AIM
Please count the lines in the listing below that contain the word "jeans". Reply with that number alone.

INPUT
☆ ☆ ☆ ☆ ☆ ☆ ☆

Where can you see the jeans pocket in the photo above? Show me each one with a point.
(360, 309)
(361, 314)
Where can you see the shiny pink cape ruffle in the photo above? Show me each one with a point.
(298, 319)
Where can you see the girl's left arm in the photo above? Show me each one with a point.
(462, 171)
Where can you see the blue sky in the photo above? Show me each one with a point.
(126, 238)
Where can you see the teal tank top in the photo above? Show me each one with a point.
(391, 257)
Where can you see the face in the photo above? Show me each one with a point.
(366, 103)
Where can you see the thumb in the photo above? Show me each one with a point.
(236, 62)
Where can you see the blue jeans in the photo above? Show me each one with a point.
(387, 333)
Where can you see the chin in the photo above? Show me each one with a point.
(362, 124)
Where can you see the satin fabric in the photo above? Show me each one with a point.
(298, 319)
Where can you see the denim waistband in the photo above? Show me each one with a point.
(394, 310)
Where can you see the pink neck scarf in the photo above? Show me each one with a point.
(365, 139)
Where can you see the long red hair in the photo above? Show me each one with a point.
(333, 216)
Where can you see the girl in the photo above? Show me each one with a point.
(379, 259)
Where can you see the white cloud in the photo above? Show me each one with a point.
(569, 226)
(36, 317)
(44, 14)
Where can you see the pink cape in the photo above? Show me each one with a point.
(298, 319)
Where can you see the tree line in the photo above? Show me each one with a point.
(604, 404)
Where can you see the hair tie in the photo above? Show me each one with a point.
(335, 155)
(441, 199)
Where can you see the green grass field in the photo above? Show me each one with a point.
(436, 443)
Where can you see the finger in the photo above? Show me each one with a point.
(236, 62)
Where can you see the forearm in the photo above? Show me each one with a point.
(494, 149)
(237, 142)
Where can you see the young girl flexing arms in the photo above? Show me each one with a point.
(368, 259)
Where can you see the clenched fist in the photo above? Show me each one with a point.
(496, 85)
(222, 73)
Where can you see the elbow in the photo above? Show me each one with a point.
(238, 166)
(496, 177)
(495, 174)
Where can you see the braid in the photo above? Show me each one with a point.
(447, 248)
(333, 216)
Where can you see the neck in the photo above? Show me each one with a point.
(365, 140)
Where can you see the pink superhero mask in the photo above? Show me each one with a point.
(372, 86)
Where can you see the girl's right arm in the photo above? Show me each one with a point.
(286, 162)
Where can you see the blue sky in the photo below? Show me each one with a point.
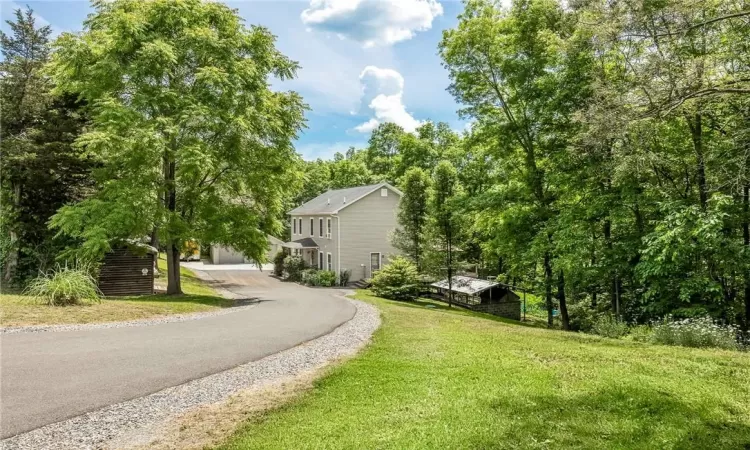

☆ ☆ ☆ ☆ ☆ ☆ ☆

COMPLETE RESPONSE
2